*To do*:
List everything from the start of the entries down to and including the line that contains "box: [0, 135, 650, 354]" as a numbered list, omitting any blank lines.

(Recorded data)
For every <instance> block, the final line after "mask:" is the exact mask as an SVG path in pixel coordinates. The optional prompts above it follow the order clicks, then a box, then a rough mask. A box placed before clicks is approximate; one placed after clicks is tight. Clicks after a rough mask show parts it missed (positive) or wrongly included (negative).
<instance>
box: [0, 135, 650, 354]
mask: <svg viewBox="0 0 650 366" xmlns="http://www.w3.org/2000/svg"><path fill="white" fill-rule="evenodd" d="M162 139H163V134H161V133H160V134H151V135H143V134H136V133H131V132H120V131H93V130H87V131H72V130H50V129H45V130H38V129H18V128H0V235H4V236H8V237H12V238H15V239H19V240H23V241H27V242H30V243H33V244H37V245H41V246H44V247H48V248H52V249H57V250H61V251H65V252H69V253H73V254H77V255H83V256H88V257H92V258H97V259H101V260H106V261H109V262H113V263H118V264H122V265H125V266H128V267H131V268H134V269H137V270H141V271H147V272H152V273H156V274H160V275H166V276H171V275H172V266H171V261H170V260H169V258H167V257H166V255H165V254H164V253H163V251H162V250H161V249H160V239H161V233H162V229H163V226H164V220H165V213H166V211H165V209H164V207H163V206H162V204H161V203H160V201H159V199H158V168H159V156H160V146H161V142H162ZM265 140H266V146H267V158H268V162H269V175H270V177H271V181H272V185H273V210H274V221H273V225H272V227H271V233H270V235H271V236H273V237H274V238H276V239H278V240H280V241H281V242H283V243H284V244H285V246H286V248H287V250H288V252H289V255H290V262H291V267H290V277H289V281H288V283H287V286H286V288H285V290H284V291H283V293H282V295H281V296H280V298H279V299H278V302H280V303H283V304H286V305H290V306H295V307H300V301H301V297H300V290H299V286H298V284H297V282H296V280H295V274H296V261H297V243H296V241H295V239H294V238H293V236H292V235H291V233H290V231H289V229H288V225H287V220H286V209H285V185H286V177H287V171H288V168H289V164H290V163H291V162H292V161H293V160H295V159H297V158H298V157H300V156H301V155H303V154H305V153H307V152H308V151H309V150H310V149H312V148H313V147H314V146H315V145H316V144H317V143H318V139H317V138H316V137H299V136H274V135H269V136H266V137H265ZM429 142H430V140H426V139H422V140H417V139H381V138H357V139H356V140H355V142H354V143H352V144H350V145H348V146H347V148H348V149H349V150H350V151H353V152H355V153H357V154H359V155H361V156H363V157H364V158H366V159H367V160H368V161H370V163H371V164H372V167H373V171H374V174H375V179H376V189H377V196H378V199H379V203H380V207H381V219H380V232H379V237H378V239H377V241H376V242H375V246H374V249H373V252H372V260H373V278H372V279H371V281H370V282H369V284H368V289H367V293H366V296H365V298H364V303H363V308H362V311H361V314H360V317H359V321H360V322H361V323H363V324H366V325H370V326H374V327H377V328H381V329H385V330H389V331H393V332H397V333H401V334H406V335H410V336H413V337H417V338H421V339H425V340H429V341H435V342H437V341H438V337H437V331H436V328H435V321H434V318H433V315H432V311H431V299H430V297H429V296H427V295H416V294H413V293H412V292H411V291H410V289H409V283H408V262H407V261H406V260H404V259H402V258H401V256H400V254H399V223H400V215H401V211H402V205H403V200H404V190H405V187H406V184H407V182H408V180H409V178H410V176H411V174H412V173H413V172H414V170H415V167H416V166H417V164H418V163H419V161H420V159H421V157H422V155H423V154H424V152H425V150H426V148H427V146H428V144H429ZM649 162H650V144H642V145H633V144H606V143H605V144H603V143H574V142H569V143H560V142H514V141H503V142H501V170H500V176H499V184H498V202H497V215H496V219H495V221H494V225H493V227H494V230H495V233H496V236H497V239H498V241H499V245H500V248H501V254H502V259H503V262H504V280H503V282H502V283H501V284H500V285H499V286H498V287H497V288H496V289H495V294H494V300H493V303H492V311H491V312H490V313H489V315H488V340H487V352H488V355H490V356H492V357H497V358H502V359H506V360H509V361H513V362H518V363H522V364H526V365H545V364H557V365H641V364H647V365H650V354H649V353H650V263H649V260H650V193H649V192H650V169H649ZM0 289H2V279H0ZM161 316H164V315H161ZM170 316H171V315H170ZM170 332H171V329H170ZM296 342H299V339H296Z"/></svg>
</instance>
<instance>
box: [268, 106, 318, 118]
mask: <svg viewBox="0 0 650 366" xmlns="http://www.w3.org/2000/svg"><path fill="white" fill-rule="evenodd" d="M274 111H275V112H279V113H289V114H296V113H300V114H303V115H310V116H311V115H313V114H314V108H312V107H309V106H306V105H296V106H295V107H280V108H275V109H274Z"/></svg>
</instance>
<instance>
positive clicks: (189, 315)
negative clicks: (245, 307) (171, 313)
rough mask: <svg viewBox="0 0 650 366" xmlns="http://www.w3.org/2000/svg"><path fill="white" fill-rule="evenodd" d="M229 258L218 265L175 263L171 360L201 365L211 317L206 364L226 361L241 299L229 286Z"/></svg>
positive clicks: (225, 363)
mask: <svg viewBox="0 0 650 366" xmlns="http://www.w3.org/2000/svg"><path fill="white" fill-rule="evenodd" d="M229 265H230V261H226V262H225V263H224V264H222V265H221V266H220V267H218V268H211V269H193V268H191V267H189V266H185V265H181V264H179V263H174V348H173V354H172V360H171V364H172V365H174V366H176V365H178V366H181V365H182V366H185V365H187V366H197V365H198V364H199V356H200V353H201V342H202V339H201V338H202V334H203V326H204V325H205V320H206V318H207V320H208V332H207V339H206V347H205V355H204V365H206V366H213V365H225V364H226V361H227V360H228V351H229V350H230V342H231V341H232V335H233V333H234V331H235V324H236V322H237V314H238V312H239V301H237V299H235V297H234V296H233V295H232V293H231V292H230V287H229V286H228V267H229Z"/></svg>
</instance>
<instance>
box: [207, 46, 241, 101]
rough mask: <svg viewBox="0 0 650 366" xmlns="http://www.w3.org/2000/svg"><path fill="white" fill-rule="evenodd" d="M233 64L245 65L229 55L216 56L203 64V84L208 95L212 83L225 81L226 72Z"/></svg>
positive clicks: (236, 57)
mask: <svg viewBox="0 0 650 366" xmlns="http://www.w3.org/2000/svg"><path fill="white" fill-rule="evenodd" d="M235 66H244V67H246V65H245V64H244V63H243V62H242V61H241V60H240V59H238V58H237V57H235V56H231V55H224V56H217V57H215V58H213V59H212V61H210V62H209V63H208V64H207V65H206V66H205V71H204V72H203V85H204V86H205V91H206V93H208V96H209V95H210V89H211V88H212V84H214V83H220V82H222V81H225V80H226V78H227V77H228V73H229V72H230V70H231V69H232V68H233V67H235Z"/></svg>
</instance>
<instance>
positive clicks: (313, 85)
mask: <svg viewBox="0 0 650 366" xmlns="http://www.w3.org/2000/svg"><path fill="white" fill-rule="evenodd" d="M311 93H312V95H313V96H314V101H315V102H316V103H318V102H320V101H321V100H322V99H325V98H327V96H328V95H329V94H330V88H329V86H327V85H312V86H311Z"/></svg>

*Result*:
1. For every <instance> block, the final line after "mask:" is the exact mask as an SVG path in pixel coordinates. The optional prompts above it follow the order clicks, then a box, then a rough mask. A box placed before clicks is approximate; one placed after clicks is tight. Clicks after a rough mask show parts it missed (positive) or wrongly included (negative).
2. <instance>
3. box: [0, 135, 650, 354]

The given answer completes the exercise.